*** Provided text Section Begins ***
Highly Personalized Immunotherapy Could be a Game Changer Against Ovarian Cancer

According to a story from Innovation Toronto, a recent study has helped develop methods that could be used to create cell-based, personalized immunotherapy treatments that could be used to treat ovarian cancer and potentially other types of tumors as well. Personalized therapy methods allow for the most optimum treatment profile to be delivered to the patient, because it is precisely customized to suit the circumstances of the individual case and account for the overall medical condition of the patient.
Ovarian cancer is just one of many cancer types that, while often not responding strongly to currently available immunotherapies, could be much more vulnerable to personalized immunotherapy. This type of cancer generally has quite poor survival rates. This is due to the fact that ovarian cancer does not cause many symptoms in its early stages. By the time symptoms appear, the disease has often metastasized and reached and advanced stage. The cancer can be very difficult to suppress once it has started to spread. Ovarian cancer is also known for its ability to relapse. Over time, the cancer can develop treatment resistance. To learn more about ovarian cancer, click here.

In the study, the scientists realized that epithelial ovarian cancer tumors tended to carry a significant population of immune system T cells, which are adept at killing cancer cells. Researchers are working on finding a way to extract and grow the T cells in order to develop immunotherapies. Killer T cells are able to recognize cancer cells from normal cells, but the protein that they use in order to identify cancer varies from person to person. The ultimate goal is to attempt to extract the patient’s own T cells and then inject them back into the patient after replicating the cells that are determined to be the most effective at killing cancer.

However, this method typically just uses T cells from the patient’s blood, not the ones that are inside the tumor. Generally, this method has found little success in treating solid cancer tumors. The T cells from inside the tumor are better at destroying cancer cells that the ones from the blood. Researchers hope to begin testing treatments using T cells from the tumors soon.
*** Provided text Section Ends ***
Apply what you read:
- 1) Quote the ovarian cancer immunotherapy article word for word, starting at "According to a" and ending at "of the patient.".
- 2) Decide whether each statement agrees with the ovarian cancer immunotherapy article, answering yes or no and quoting the deciding words. (a) Ovarian cancer causes many symptoms in its early stages. (b) The protein killer T cells use to identify cancer is the same in every person. (c) Epithelial ovarian cancer tumors tended to carry a significant population of T cells.
*** Supplied records Section Begins ***
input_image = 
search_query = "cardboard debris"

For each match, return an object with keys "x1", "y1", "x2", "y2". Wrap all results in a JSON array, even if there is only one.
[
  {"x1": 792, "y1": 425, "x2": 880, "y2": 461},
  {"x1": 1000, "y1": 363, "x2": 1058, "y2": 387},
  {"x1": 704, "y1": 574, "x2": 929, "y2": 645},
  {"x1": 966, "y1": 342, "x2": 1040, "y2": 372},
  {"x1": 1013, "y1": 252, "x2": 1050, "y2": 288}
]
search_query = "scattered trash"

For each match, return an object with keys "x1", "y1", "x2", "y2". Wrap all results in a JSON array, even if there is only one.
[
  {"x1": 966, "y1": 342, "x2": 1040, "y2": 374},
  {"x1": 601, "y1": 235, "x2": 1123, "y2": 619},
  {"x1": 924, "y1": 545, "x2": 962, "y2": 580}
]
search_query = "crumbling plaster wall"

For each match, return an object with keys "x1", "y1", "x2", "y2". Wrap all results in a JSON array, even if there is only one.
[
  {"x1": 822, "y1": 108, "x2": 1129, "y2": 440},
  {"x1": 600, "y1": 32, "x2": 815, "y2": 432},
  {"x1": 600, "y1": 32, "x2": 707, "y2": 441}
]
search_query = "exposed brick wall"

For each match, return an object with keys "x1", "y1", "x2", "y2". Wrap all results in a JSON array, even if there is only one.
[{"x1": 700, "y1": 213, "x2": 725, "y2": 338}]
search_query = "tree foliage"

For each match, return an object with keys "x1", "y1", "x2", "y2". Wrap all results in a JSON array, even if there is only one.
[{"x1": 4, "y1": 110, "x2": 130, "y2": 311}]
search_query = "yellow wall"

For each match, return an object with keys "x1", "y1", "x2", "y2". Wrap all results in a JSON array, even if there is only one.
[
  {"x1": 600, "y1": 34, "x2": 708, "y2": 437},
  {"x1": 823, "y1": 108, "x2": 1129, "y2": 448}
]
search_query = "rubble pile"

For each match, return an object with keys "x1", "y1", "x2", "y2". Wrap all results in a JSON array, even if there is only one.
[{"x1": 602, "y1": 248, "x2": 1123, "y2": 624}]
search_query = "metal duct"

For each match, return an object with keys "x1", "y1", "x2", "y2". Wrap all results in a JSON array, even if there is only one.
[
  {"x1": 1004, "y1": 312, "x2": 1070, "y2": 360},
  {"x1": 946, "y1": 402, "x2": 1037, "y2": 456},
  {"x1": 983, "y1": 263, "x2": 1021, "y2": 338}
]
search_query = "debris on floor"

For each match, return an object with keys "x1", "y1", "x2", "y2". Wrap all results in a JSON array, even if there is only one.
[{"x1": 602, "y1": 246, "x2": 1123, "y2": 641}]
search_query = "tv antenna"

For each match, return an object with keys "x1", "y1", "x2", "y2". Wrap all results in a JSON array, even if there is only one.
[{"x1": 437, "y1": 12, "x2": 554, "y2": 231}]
*** Supplied records Section Ends ***
Responses per task:
- 1)
According to a story from Innovation Toronto, a recent study has helped develop methods that could be used to create cell-based, personalized immunotherapy treatments that could be used to treat ovarian cancer and potentially other types of tumors as well. Personalized therapy methods allow for the most optimum treatment profile to be delivered to the patient, because it is precisely customized to suit the circumstances of the individual case and account for the overall medical condition of the patient.

- 2)
(a) No: "ovarian cancer does not cause many symptoms in its early stages."
(b) No: "the protein that they use in order to identify cancer varies from person to person."
(c) Yes: "epithelial ovarian cancer tumors tended to carry a significant population of immune system T cells"